┌──
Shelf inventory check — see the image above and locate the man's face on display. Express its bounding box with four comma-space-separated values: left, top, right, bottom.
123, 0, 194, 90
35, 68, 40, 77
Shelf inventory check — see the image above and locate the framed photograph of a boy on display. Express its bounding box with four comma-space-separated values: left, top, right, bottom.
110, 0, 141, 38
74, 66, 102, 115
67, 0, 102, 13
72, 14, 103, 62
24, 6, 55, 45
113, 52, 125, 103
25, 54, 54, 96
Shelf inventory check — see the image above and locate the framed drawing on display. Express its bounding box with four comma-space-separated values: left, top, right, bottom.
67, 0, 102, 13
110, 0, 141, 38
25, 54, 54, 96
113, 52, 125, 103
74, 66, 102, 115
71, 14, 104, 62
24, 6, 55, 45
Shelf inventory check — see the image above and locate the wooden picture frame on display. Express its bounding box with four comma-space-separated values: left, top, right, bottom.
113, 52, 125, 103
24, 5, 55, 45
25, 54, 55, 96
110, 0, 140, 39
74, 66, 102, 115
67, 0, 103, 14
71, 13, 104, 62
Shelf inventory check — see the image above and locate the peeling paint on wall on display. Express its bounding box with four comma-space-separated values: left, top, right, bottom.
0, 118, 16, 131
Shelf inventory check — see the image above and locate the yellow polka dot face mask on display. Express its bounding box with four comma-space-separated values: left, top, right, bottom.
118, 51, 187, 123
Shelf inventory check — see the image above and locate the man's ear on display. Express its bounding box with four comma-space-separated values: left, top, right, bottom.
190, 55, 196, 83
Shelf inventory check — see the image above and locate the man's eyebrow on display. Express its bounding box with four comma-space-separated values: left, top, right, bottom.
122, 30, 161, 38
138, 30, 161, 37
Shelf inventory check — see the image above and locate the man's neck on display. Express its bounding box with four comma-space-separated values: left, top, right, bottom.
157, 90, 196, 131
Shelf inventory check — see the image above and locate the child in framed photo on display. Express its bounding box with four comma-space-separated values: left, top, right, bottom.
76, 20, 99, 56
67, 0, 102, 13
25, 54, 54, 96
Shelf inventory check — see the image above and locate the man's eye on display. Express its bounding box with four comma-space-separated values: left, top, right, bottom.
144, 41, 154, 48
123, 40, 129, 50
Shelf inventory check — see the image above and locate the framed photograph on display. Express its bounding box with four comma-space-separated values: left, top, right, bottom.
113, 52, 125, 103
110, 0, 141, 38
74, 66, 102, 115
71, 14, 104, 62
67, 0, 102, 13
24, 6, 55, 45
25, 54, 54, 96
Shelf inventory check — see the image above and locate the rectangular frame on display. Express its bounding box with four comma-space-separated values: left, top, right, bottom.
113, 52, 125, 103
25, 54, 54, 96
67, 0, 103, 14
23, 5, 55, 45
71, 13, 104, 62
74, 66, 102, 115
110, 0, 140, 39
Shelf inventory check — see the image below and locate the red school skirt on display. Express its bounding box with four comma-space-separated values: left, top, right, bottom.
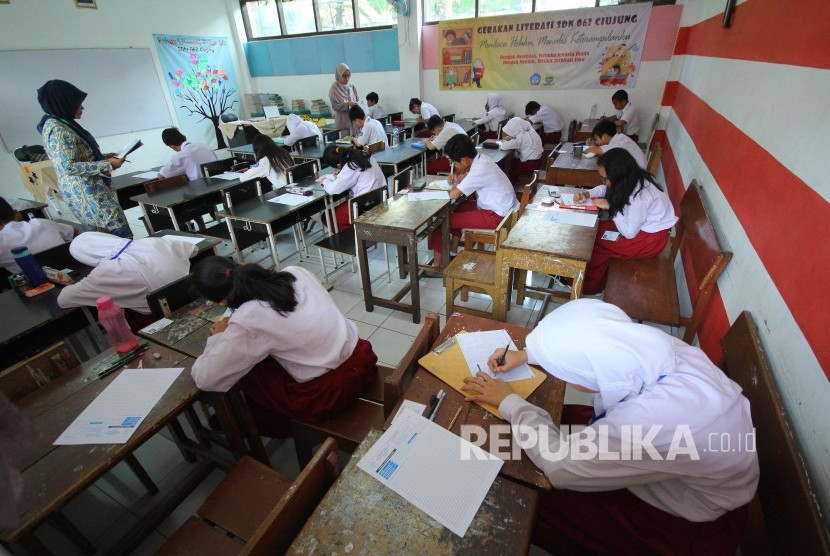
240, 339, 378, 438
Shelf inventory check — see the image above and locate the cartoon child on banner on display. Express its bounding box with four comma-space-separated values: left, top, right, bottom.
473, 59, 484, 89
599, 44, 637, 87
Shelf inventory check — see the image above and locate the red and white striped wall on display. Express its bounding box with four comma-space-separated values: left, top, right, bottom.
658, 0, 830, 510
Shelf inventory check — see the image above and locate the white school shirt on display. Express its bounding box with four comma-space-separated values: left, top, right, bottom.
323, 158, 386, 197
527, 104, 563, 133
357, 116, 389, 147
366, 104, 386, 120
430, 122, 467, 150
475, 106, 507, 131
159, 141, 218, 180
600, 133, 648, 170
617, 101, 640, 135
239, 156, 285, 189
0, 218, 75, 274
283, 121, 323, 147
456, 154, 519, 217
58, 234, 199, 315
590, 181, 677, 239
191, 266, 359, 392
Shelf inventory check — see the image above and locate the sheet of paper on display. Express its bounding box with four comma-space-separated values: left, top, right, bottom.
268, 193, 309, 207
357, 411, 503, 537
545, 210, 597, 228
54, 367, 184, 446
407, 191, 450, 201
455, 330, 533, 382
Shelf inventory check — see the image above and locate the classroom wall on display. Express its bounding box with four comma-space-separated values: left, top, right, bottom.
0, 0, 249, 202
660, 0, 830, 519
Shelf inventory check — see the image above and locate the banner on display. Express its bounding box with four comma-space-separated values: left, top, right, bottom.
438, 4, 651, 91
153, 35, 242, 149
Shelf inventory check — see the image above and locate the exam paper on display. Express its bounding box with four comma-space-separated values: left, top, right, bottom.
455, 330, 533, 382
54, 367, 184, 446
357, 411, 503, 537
└──
[PROMPT]:
Render every line of the records above as a JSON list of strings, one string per line, skipping blank lines. Leave the pictures out of your answer.

[RESPONSE TO THIS TASK]:
[
  "Shelf inventory check — see the image above and locate the man's face on display. Express its bounding box with four comma-space-separated values: left, top, right, bottom.",
  "123, 0, 194, 90",
  "35, 68, 40, 77",
  "Shelf inventory check — see the image above and locate the framed photograph of a boy on display. Express its bounding box with four comma-space-separated values: left, top, right, bottom.",
  "110, 0, 141, 38",
  "74, 66, 102, 115",
  "67, 0, 102, 13",
  "72, 14, 103, 62",
  "24, 6, 55, 45",
  "113, 52, 125, 103",
  "25, 54, 54, 96",
  "Shelf inventory check — see the image above and locate the framed drawing on display. Express its bounding box with four comma-space-separated values: left, top, right, bottom.",
  "67, 0, 102, 13",
  "110, 0, 141, 38",
  "25, 54, 54, 96",
  "113, 52, 125, 103",
  "74, 66, 102, 115",
  "71, 14, 104, 62",
  "24, 6, 55, 45",
  "Shelf inventory check — see the image above and locate the wooden picture frame on display. Express its bounding box with four comma-space-separated values: left, top, right, bottom.",
  "113, 52, 125, 103",
  "24, 5, 55, 45",
  "25, 54, 55, 96",
  "110, 0, 140, 39",
  "74, 66, 102, 115",
  "67, 0, 103, 14",
  "71, 13, 104, 62",
  "Shelf inventory check — see the image above and locate the peeling paint on wall on display. Express its bounding box with four comma-space-separated values: left, top, right, bottom.",
  "0, 118, 16, 131",
  "Shelf inventory check — see the image above and locate the yellow polka dot face mask on display. Express its bounding box with four comma-space-separated values: left, top, right, bottom.",
  "118, 51, 187, 123",
  "Shelf inventory check — see the image above and locate the man's ear on display. Express its bounding box with four comma-space-separated values: left, top, right, bottom.",
  "190, 55, 196, 83",
  "Shelf inventory check — see the image above and locate the man's eyebrow on display. Express its bounding box with four comma-space-separated values: left, top, right, bottom.",
  "122, 30, 161, 38",
  "138, 30, 161, 37",
  "Shelf inventory check — see the image above and locate the man's neck on display. Express its bounding box with four comma-space-separated values: left, top, right, bottom.",
  "157, 90, 196, 131",
  "Shelf inventory check — see the image above and locate the child in framed photo on display. Express its bounding box with four comma-space-separated values: left, top, right, bottom.",
  "76, 20, 99, 56",
  "67, 0, 102, 13",
  "25, 54, 54, 96",
  "Shelf inventory check — see the image above and locate the man's eye on display. Express its bounding box with four comma-space-separated values: left, top, right, bottom.",
  "144, 41, 154, 48",
  "123, 40, 129, 50",
  "Shelf inventory check — see the image above and locate the framed photograph on display. Express its bounding box with four comma-space-separated values: left, top, right, bottom.",
  "113, 52, 125, 103",
  "110, 0, 141, 38",
  "74, 66, 102, 115",
  "71, 14, 104, 62",
  "67, 0, 102, 13",
  "24, 6, 55, 45",
  "25, 54, 54, 96",
  "Shelf inventory check — see the image above and locate the rectangular frame on display. Express its bounding box with four comma-space-separated values: left, top, right, bottom.",
  "113, 52, 125, 103",
  "25, 54, 54, 96",
  "67, 0, 103, 14",
  "23, 5, 55, 45",
  "71, 13, 104, 62",
  "74, 66, 102, 115",
  "110, 0, 140, 39",
  "Shelf inventory check — see the image below and locate the red school skirt on display. Express its bounding box with four comma-space-separated values: left, top, right, bottom.",
  "240, 339, 378, 438",
  "Shelf inventory check — see the image above and locate the cartoon child on banner on display. Express its bounding box with four comma-space-separated values: left, top, right, bottom.",
  "473, 59, 484, 89",
  "599, 44, 637, 87",
  "Shelf inventory check — see the image above and locate the red and white striped wall on display. Express its bounding box with four comma-space-separated values: left, top, right, bottom.",
  "658, 0, 830, 510",
  "Shelf inventory check — see the image above and locate the white school shirt on display. Express its bounding box with four comma-space-separated values: left, top, right, bottom.",
  "323, 158, 386, 197",
  "527, 104, 563, 133",
  "357, 116, 389, 147",
  "366, 104, 386, 120",
  "430, 122, 467, 150",
  "475, 106, 507, 131",
  "159, 141, 218, 180",
  "600, 133, 648, 170",
  "617, 101, 640, 135",
  "239, 156, 285, 189",
  "0, 218, 75, 274",
  "283, 121, 323, 147",
  "456, 154, 519, 217",
  "58, 234, 199, 315",
  "590, 181, 677, 239",
  "191, 266, 359, 392",
  "Shelf inventory check — see the image above and locate the sheet of paper on display. Express its bounding box with four comma-space-separated values: left, top, right, bottom.",
  "268, 193, 309, 207",
  "357, 411, 503, 537",
  "545, 210, 597, 228",
  "54, 367, 184, 446",
  "407, 191, 450, 201",
  "455, 330, 533, 382",
  "Shelf inventory check — see the image above and locate the classroom wall on display. Express its bounding box with four comma-space-separated values: left, top, right, bottom.",
  "0, 0, 249, 202",
  "660, 0, 830, 519",
  "Shelf inventory check — see the image above and locate the banner on display. Express its bounding box with four comma-space-separated values: left, top, right, bottom.",
  "438, 4, 651, 91",
  "153, 35, 242, 149",
  "Shelf inventory check — see the image above and locate the exam paper on display. Express its bounding box with four comma-space-separated values: left, top, right, bottom.",
  "455, 330, 533, 382",
  "54, 367, 184, 446",
  "357, 411, 503, 537"
]